The problem: In the records below, change "photograph" to "image" on the lines from the one containing "The client would like the copper saucepan" through the one containing "207, 335, 240]]", inclusive, leaving everything else as it is. Give back only those lines.

──────── Provided records ────────

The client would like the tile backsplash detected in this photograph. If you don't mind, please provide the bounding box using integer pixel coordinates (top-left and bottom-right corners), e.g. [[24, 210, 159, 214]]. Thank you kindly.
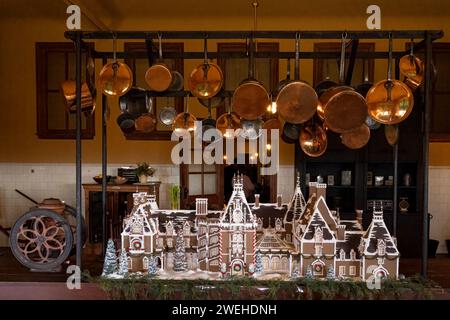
[[0, 163, 450, 253]]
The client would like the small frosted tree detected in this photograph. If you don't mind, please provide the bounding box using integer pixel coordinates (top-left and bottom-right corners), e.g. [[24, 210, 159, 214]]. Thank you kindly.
[[327, 265, 335, 280], [291, 267, 300, 278], [102, 239, 117, 276], [305, 266, 314, 279], [148, 256, 158, 276], [119, 250, 128, 277], [255, 252, 264, 273], [173, 228, 187, 272]]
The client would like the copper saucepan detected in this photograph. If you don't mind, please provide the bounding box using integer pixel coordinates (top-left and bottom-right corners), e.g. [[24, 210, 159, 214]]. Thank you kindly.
[[341, 123, 370, 149], [276, 34, 318, 124], [98, 35, 133, 96], [398, 41, 425, 90], [134, 94, 156, 133], [189, 37, 223, 99], [145, 34, 173, 92], [324, 34, 367, 133], [232, 39, 271, 120], [366, 34, 414, 124], [299, 121, 328, 157]]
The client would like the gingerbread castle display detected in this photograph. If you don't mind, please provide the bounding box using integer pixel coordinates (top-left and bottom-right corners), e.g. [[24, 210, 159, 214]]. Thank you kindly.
[[122, 175, 399, 280]]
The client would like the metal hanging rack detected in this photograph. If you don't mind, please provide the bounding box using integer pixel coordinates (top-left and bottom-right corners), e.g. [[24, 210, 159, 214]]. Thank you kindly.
[[64, 30, 444, 276]]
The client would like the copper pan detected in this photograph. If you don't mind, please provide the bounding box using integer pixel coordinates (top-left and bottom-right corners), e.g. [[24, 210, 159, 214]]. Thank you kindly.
[[299, 122, 328, 157], [398, 41, 424, 90], [341, 123, 370, 149], [145, 34, 174, 92], [134, 95, 157, 133], [384, 125, 399, 146], [189, 38, 223, 99], [276, 34, 318, 124], [366, 34, 414, 124], [323, 34, 367, 133], [216, 99, 241, 139], [98, 35, 133, 96], [232, 40, 271, 120]]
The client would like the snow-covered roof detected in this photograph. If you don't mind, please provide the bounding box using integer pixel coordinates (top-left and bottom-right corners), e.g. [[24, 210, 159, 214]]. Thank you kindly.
[[363, 211, 399, 256], [256, 229, 294, 252], [302, 207, 335, 240]]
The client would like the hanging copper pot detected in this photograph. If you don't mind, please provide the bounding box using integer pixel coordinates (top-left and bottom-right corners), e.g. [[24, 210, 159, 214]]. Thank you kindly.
[[384, 125, 399, 146], [322, 34, 367, 133], [98, 35, 133, 96], [299, 122, 328, 157], [341, 123, 370, 149], [134, 95, 157, 133], [276, 34, 318, 124], [398, 41, 425, 90], [189, 37, 223, 99], [366, 34, 414, 124], [232, 39, 271, 120], [172, 94, 197, 134], [145, 34, 173, 92], [216, 96, 241, 139]]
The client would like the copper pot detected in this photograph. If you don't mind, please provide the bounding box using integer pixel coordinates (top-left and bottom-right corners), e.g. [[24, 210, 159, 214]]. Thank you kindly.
[[366, 35, 414, 124], [98, 36, 133, 96], [61, 80, 95, 113], [398, 42, 425, 90], [341, 123, 370, 149], [216, 99, 241, 139], [232, 37, 271, 120], [145, 34, 173, 92], [189, 38, 223, 99], [299, 123, 328, 157], [276, 35, 318, 124], [321, 35, 367, 133]]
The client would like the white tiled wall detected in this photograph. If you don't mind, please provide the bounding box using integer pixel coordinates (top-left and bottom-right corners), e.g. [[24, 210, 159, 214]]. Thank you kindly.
[[0, 163, 179, 246], [0, 163, 450, 253]]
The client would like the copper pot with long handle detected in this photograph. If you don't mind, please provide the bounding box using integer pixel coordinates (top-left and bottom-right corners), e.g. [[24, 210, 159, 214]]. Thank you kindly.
[[188, 37, 223, 99], [366, 34, 414, 124], [276, 34, 318, 124], [341, 123, 370, 149], [299, 120, 328, 157], [98, 35, 133, 96], [216, 99, 241, 139], [232, 39, 271, 120], [145, 34, 173, 92], [323, 33, 367, 133], [398, 40, 425, 90]]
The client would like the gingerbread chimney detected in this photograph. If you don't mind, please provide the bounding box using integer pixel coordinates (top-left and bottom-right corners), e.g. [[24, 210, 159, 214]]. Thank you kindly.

────────

Response to the exercise:
The client would like the copper saucepan detected in this image. If you don't mind, please provide the bounding box using integer pixel coordinates (top-left and bottom-right corners), e.g. [[24, 210, 159, 214]]. Thank you kindly.
[[341, 123, 370, 149], [276, 34, 318, 124], [98, 35, 133, 96], [398, 41, 425, 90], [134, 94, 156, 133], [189, 37, 223, 99], [145, 34, 173, 92], [324, 34, 367, 133], [232, 39, 271, 120], [366, 34, 414, 124], [299, 121, 328, 157]]
The client would like the gingerbread castle display detected in this image. If you don't mind, please provide the bounding box using integer pixel coordinates (top-left and bottom-right corners), e.g. [[24, 210, 159, 214]]. Thank you kindly.
[[122, 175, 399, 280]]
The client would like the metal hanging rack detected in this image. If you don't mind, please provide the bounding box using integer pixel coordinates (top-left and bottom-right corners), e.g. [[24, 210, 159, 214]]. Thank you kindly.
[[64, 30, 444, 276]]
The client would like the copper pan detected in this image. If you don't mind, please provide the bounding box using integer pixel coordinates (top-left and bottom-right corners), e.g. [[24, 210, 159, 214]]. Thank you kindly.
[[299, 122, 328, 157], [398, 41, 424, 90], [341, 123, 370, 149], [145, 34, 174, 92], [134, 95, 157, 133], [384, 125, 399, 146], [189, 38, 223, 99], [276, 34, 318, 124], [366, 34, 414, 124], [323, 34, 367, 133], [216, 99, 241, 139], [98, 35, 133, 96], [232, 40, 271, 120]]
The client would like the snow-covered roof detected in this image. If you don't mind, please provide the bounding box using integer pixel coordinates (top-left and bottom-right corners), e.g. [[24, 210, 159, 214]]. Thank you kindly.
[[363, 211, 399, 256], [256, 229, 294, 252], [302, 207, 335, 240]]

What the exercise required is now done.